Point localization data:
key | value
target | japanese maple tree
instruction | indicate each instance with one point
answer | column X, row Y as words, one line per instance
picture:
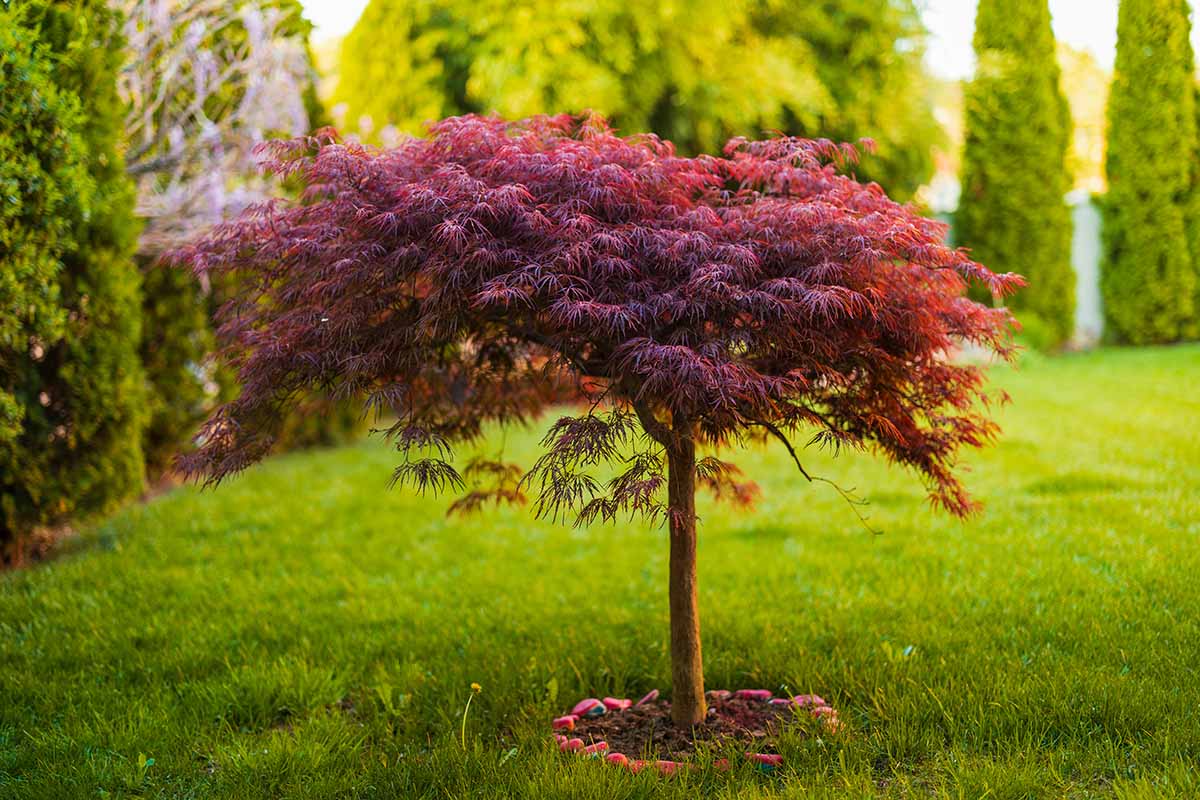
column 495, row 269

> WORK INSTRUCTION:
Your answer must be every record above, word for word, with no pictures.

> FINISHED TASK:
key | value
target | japanese maple tree
instruction | indicate each instance with one point
answer | column X, row Y as words, one line per instance
picture:
column 495, row 269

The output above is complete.